## What you need to do
Locate each line in the records below that contains the string "dirt" and copy those lines out in full. The match is case-sensitive.

<<<<

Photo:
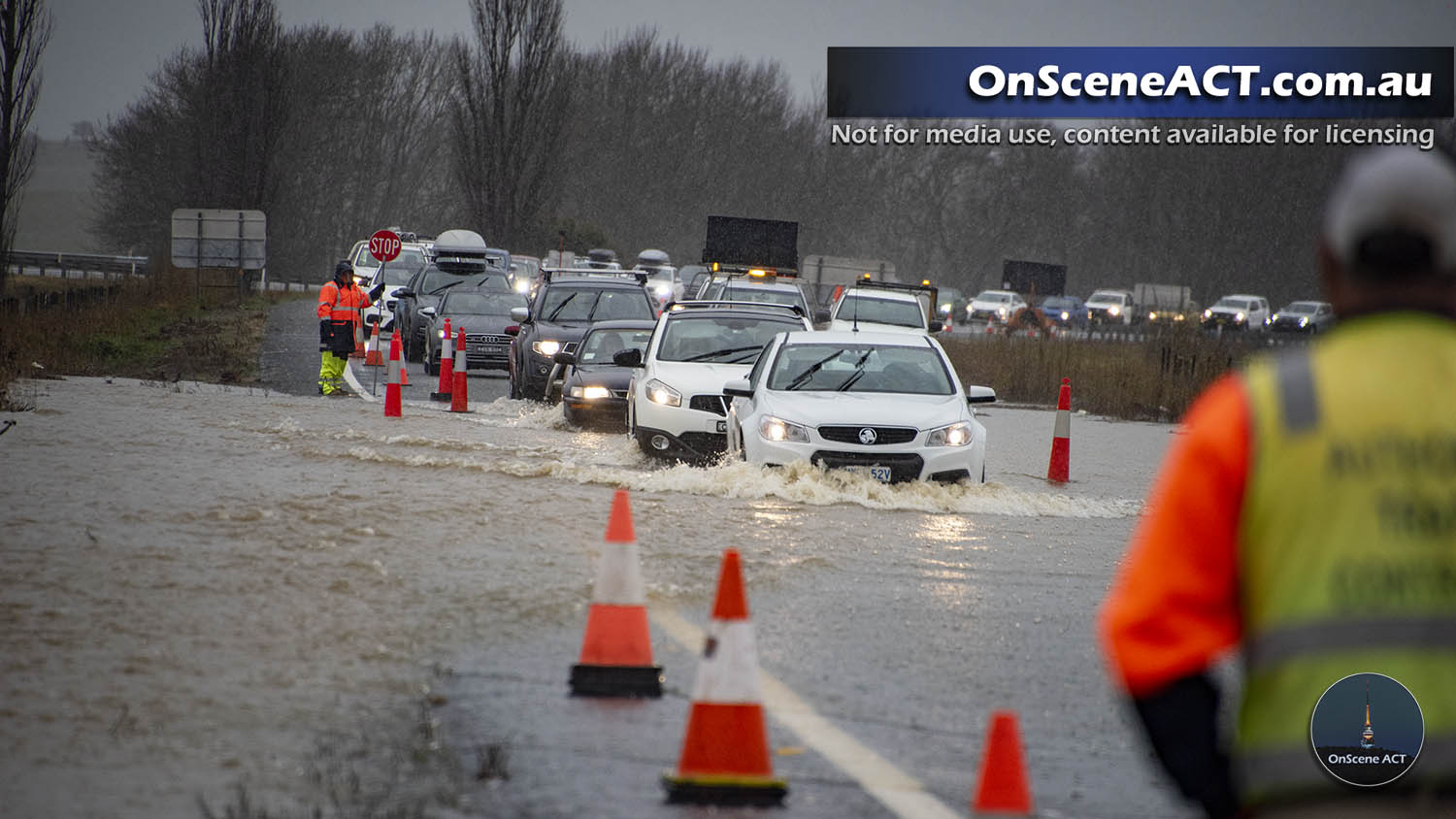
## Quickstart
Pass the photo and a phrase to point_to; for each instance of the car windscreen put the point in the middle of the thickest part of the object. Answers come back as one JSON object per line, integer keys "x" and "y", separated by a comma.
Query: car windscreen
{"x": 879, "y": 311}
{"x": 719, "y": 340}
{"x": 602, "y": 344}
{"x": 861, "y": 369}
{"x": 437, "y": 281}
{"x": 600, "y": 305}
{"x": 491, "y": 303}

>>>>
<<<<

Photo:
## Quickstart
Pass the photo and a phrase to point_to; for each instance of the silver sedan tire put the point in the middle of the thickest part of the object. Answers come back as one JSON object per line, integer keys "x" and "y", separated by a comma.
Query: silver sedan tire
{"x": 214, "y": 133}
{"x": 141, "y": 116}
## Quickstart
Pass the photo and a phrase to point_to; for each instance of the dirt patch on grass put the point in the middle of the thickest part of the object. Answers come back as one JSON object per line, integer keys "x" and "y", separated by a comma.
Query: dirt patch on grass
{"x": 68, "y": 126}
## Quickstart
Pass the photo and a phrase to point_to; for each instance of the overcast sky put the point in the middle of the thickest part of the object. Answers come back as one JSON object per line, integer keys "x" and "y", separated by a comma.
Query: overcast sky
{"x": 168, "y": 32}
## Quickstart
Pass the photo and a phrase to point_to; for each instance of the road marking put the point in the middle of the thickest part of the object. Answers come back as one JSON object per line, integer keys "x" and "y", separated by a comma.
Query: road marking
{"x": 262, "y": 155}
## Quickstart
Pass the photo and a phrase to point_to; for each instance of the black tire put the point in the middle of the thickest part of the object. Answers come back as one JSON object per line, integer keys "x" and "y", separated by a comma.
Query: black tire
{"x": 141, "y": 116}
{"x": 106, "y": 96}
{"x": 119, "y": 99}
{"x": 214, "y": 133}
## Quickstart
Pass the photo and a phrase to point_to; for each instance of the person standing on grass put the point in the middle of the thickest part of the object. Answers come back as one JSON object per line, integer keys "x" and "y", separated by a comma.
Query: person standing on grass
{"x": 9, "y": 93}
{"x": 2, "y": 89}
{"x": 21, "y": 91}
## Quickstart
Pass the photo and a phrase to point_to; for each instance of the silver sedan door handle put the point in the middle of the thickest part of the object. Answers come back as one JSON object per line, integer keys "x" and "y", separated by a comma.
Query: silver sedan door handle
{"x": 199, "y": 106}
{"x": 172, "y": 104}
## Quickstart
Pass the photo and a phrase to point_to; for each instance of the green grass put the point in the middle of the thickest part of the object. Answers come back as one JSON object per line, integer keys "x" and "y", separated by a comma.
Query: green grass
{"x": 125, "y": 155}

>>>>

## Output of the task
Pass the photo and a phrase to point_to; for each instance of the dirt patch on grass put the point in the middle of the thickest part of the object. Answers come back as one JSON object per line, integer keys "x" and "y", separated by a comma.
Query: dirt patch on grass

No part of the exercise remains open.